● Task description: From the post below on the Law Commission's DoLS consultation, list every living setting where people who lack capacity would be given the proposed set of safeguards.

● Document extract:
The Law Commission has opened its consultation on DoLS

B brr br brrrrrrrrrr! (That was a trumpet heralding the arrival of the Law Commission’s consultation on DoLS).

The consultation into the Mental Capacity Act 2005 deprivation of liberty safeguards has now been published.  The deadline for responses to the consultation is 2 November, and a final report and bill is due to be published in 2016.  There are some really big changes in their proposals, that are really interesting.  Here’s what the Law Commission says (I’ve highlighted the bits I think are really interesting):

Our consultation paper concludes that the DoLS are ‘deeply flawed’. We provisionally propose that they be replaced with a new system, to be called ‘Protective Care’. This system is not focused on authorising deprivations of liberty, but instead upon providing appropriate care and better outcomes for people who lack mental capacity and helping their family and carers.

We suggest that people who lack capacity and are living in care homes, supported living and shared lives accommodation be provided with a set of safeguards intended to ensure that their accommodation and care and treatment are right for them. Additional safeguards would then apply if a person accommodated in these settings requires some restrictive forms of care or treatment. We suggest that treatment of this kind be authorised with a minimum of bureaucracy by an independent professional to be known as an Approved Mental Capacity Professional.

● Dataset records:
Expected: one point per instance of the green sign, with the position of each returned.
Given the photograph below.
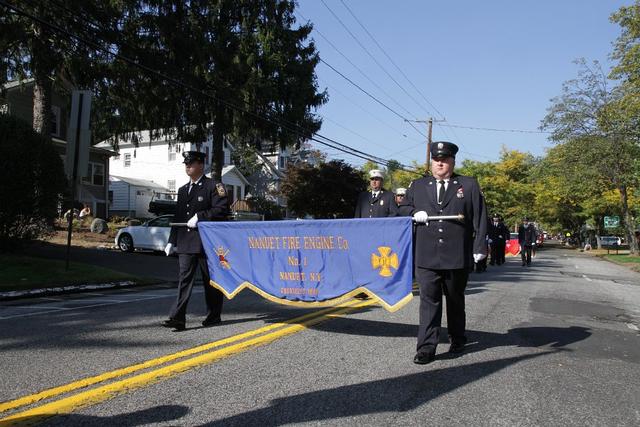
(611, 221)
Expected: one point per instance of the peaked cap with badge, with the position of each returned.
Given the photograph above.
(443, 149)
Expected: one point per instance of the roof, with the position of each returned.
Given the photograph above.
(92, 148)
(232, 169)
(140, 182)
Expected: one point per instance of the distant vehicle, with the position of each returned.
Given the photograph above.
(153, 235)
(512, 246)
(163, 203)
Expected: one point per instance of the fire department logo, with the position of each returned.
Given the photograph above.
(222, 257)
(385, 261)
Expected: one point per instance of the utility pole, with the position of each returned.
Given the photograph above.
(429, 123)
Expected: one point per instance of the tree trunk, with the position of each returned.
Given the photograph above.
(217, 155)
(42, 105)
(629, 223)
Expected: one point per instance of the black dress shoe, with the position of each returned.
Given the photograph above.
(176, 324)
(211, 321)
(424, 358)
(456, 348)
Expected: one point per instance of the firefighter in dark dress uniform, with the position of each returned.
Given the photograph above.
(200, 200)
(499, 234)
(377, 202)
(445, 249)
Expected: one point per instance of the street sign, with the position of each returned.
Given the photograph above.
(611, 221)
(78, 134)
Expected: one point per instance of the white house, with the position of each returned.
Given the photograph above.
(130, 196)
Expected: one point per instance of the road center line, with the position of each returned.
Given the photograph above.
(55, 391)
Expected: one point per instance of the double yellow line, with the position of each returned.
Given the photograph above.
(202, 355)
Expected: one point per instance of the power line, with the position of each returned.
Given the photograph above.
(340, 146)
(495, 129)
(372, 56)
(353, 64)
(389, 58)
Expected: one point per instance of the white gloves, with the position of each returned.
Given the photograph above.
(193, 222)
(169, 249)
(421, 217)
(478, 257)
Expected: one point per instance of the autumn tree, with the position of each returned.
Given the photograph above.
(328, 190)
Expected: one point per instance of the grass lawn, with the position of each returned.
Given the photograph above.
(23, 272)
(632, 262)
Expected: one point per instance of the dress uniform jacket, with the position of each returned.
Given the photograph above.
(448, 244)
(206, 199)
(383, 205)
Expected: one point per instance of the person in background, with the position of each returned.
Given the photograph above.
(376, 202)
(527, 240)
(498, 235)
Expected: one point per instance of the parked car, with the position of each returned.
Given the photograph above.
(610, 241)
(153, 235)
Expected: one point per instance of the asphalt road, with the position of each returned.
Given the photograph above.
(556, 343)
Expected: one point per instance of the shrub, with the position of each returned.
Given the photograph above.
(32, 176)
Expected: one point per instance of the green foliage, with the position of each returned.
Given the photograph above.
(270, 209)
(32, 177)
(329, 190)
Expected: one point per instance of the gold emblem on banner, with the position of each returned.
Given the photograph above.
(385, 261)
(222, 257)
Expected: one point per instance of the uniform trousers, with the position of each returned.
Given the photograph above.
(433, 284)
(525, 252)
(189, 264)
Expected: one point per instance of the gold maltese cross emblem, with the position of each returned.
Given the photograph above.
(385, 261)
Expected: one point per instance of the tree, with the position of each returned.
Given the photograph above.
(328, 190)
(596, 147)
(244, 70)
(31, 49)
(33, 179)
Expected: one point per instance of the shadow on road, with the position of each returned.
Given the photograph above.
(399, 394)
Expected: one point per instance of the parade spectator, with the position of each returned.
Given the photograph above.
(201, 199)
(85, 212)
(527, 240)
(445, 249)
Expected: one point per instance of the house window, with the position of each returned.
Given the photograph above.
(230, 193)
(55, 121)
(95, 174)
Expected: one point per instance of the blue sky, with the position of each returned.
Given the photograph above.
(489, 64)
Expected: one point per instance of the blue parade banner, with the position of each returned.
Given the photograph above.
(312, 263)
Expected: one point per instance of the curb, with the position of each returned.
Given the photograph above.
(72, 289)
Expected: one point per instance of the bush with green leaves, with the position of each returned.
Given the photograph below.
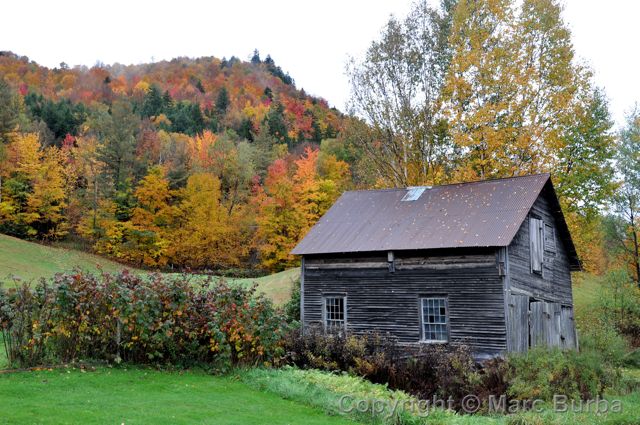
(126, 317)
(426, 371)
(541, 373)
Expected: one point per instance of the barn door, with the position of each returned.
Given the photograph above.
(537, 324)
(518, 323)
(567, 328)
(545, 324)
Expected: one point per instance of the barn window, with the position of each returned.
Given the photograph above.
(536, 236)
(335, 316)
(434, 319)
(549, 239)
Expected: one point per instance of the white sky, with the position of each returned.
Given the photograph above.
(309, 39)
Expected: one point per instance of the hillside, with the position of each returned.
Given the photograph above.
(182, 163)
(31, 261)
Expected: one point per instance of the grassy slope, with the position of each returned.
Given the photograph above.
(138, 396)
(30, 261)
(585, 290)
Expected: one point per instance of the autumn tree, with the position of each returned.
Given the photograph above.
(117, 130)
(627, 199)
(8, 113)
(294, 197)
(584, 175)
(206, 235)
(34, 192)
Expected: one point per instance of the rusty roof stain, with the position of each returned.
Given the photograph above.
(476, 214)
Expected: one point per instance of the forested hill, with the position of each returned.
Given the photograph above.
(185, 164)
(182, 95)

● Reply:
- care homes
- supported living
- shared lives accommodation